Task brief: Please rewrite everything from the start of the records below down to the line containing "xmin=299 ymin=6 xmax=329 ymax=30", substituting "image" for "photograph" and changing nothing else. Leave the pictures out of your answer.

Data in this exercise:
• • • •

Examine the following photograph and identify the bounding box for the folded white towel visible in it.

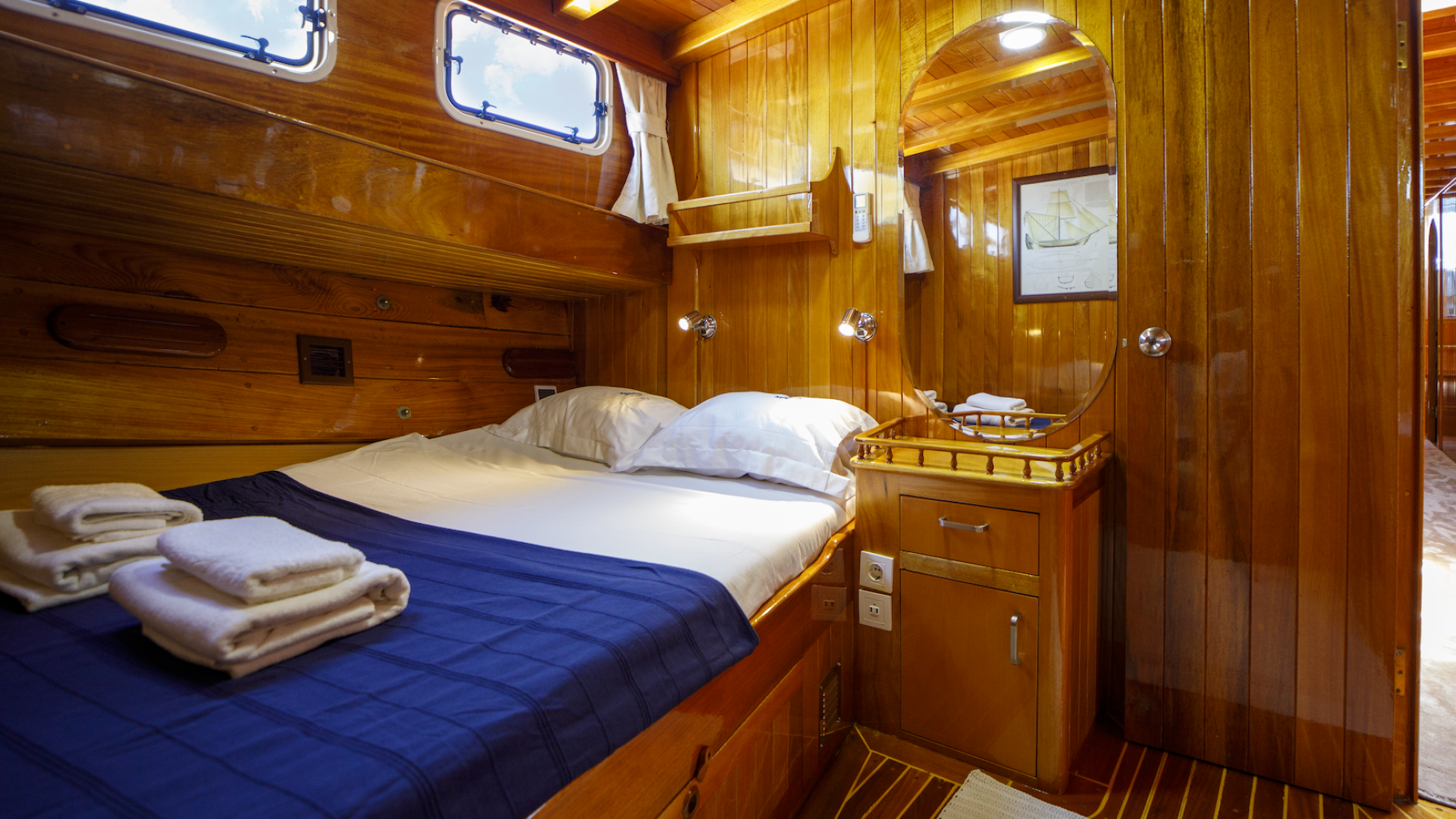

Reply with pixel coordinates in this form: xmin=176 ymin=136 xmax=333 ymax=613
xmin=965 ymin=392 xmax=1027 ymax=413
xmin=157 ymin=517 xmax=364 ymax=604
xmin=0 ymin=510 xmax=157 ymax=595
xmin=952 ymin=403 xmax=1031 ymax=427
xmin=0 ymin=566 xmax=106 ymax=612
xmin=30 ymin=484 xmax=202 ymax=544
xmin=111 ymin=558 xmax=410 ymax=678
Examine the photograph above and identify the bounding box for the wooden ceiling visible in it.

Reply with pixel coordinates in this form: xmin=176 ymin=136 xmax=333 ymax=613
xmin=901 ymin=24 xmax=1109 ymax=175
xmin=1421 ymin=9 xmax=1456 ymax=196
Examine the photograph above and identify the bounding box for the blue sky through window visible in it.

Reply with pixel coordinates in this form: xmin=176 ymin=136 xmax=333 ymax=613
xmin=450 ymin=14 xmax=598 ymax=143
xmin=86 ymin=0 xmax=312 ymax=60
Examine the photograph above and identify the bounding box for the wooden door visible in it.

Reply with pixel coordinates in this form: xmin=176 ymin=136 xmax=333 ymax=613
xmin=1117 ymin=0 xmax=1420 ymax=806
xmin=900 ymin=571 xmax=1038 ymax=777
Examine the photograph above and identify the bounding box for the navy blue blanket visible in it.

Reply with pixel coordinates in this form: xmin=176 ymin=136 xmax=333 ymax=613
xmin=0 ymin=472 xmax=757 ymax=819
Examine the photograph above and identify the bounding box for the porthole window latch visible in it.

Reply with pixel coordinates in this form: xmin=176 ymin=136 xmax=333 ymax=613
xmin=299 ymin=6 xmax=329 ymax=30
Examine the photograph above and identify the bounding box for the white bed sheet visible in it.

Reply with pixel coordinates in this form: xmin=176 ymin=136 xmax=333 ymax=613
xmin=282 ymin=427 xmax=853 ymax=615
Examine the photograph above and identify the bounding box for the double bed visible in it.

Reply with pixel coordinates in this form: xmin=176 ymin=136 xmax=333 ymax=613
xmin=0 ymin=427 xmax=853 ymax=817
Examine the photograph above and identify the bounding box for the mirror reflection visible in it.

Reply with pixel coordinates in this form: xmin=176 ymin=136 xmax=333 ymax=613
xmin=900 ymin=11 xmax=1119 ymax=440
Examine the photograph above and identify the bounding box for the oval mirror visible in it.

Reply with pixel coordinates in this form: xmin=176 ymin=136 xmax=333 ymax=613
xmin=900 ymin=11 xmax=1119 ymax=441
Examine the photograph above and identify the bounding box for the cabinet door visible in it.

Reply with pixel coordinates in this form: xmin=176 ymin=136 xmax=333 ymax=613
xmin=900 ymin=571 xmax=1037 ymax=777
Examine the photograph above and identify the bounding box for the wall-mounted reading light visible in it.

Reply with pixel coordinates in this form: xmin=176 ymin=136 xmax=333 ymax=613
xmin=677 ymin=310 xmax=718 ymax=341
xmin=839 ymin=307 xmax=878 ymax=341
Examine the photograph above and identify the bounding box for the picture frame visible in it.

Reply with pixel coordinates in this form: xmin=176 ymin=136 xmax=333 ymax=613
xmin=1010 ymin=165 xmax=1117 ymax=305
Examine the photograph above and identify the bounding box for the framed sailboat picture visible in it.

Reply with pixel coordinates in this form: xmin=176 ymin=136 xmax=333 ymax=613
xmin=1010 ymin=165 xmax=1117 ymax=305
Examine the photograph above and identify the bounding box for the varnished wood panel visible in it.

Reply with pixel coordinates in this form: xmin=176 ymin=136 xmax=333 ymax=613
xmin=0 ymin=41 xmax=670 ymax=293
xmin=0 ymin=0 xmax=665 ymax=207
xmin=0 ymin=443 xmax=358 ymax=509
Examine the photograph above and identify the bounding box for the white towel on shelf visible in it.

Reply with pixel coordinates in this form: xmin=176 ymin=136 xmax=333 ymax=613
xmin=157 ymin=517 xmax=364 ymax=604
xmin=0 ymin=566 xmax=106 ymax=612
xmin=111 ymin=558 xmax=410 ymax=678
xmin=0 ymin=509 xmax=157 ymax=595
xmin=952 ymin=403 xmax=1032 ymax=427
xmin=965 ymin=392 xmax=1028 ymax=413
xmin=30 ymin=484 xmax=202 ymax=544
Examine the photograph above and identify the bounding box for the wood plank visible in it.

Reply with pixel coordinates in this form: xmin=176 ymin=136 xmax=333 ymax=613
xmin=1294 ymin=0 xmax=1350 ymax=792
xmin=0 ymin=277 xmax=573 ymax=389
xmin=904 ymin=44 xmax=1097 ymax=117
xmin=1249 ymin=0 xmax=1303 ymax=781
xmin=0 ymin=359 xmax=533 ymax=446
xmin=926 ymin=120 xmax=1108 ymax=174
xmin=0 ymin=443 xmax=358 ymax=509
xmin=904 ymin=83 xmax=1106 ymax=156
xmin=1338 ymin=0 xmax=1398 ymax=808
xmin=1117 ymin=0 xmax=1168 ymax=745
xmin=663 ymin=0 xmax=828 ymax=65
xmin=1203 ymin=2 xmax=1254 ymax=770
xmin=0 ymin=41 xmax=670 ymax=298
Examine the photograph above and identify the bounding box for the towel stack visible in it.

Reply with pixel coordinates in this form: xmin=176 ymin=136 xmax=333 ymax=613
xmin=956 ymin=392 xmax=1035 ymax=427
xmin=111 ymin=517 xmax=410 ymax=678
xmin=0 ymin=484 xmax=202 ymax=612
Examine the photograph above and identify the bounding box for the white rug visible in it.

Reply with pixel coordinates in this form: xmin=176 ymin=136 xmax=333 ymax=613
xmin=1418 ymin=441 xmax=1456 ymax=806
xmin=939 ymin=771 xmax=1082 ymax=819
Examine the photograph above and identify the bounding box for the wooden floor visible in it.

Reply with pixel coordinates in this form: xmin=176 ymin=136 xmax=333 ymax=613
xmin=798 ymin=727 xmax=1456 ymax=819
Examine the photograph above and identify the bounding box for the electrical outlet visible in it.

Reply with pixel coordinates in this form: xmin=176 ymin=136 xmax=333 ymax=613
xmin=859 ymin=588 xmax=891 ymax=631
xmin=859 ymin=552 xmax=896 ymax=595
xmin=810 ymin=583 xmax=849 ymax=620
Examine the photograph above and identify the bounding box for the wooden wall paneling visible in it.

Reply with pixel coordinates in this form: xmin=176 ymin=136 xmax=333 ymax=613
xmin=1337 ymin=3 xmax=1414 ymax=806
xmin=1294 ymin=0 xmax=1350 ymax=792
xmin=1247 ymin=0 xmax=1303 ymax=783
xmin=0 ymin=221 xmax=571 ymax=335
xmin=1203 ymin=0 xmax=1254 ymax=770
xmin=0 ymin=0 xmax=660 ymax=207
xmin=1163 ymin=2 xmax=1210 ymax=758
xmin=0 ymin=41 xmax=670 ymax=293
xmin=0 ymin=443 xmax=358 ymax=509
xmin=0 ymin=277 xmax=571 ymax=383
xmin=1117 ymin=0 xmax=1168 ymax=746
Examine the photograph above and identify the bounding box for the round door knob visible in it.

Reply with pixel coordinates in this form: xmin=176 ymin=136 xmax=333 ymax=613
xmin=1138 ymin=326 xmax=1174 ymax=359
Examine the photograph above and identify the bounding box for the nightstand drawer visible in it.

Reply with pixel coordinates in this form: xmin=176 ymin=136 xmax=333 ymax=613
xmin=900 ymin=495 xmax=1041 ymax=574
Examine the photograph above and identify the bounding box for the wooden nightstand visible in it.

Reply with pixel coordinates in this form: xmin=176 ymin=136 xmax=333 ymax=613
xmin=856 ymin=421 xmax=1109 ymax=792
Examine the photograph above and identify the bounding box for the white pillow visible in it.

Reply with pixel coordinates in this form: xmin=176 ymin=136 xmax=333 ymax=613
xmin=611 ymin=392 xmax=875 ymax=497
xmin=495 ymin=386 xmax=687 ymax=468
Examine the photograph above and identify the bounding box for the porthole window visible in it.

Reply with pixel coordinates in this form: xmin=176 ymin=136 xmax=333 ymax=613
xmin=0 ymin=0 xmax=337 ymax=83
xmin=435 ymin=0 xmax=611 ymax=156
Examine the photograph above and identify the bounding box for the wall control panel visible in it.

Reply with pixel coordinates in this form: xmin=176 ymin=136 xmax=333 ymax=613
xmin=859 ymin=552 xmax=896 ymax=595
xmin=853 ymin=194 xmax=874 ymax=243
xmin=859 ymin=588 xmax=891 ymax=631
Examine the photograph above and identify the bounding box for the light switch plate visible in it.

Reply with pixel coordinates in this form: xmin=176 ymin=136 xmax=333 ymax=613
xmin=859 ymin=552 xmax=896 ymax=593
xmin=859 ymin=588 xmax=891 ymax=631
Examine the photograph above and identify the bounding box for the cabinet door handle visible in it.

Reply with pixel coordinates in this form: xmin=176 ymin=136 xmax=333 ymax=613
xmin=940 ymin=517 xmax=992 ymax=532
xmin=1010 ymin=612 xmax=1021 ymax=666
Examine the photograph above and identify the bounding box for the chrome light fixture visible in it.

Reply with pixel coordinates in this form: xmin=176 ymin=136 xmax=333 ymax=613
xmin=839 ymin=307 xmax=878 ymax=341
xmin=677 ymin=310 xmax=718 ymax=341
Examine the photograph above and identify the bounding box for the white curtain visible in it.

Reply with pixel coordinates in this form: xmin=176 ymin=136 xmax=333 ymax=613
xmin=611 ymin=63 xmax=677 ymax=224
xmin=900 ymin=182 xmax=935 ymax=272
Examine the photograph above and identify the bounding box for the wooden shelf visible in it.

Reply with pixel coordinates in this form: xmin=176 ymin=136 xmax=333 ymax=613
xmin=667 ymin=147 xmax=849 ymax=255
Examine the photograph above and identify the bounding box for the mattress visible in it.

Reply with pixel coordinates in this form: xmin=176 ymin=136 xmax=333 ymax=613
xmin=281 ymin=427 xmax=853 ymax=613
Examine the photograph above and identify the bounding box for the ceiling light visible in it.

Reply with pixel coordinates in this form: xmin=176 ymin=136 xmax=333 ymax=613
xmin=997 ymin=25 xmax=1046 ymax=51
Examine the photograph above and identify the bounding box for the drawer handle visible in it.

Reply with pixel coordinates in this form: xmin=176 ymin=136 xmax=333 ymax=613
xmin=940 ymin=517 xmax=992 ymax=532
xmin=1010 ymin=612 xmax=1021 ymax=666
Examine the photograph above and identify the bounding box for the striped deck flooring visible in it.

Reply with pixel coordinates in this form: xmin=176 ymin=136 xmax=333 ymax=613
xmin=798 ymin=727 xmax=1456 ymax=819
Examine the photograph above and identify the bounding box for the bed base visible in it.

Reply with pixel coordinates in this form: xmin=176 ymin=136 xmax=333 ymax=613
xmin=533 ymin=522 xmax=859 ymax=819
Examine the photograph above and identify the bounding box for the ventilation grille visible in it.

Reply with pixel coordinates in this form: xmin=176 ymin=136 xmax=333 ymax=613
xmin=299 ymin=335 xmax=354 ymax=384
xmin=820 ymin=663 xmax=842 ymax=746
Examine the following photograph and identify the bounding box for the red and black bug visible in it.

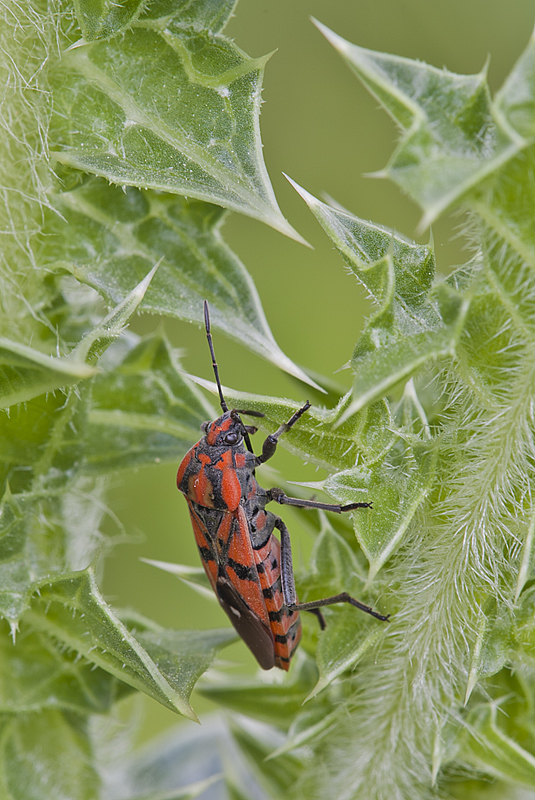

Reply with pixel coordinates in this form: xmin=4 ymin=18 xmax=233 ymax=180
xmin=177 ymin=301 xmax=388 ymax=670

• • • •

Full output:
Examine the following image and identify the bounding box for the folded white towel visible in it.


Reply with pixel coordinates in this form: xmin=176 ymin=136 xmax=333 ymax=613
xmin=965 ymin=392 xmax=1027 ymax=413
xmin=157 ymin=517 xmax=364 ymax=604
xmin=0 ymin=510 xmax=157 ymax=595
xmin=952 ymin=403 xmax=1031 ymax=427
xmin=0 ymin=566 xmax=106 ymax=612
xmin=30 ymin=484 xmax=202 ymax=544
xmin=111 ymin=558 xmax=410 ymax=678
Examine the image above and identify the bounding box for the wooden ceiling visible in it.

Reply with pixel coordinates in this form: xmin=176 ymin=136 xmax=333 ymax=613
xmin=901 ymin=24 xmax=1109 ymax=175
xmin=1421 ymin=9 xmax=1456 ymax=196
Examine the image above and identify the bounding box for the blue sky through window visible in it.

Reply with pixel coordinates in this form: xmin=176 ymin=136 xmax=333 ymax=613
xmin=450 ymin=14 xmax=598 ymax=143
xmin=86 ymin=0 xmax=312 ymax=60
Examine the image above and identify the bounding box for the wooden door visible in it.

Reply with pixel coordinates in this form: xmin=176 ymin=136 xmax=333 ymax=613
xmin=1117 ymin=0 xmax=1420 ymax=806
xmin=900 ymin=571 xmax=1038 ymax=777
Examine the image above and identify the bounding box for the navy blue blanket visible in it.

Reply with pixel coordinates in this form: xmin=176 ymin=136 xmax=333 ymax=613
xmin=0 ymin=472 xmax=757 ymax=819
Examine the image above and identify the bounding box for the porthole window latch visible in it.

Reply with pixel coordinates in this form: xmin=176 ymin=136 xmax=333 ymax=613
xmin=299 ymin=6 xmax=329 ymax=30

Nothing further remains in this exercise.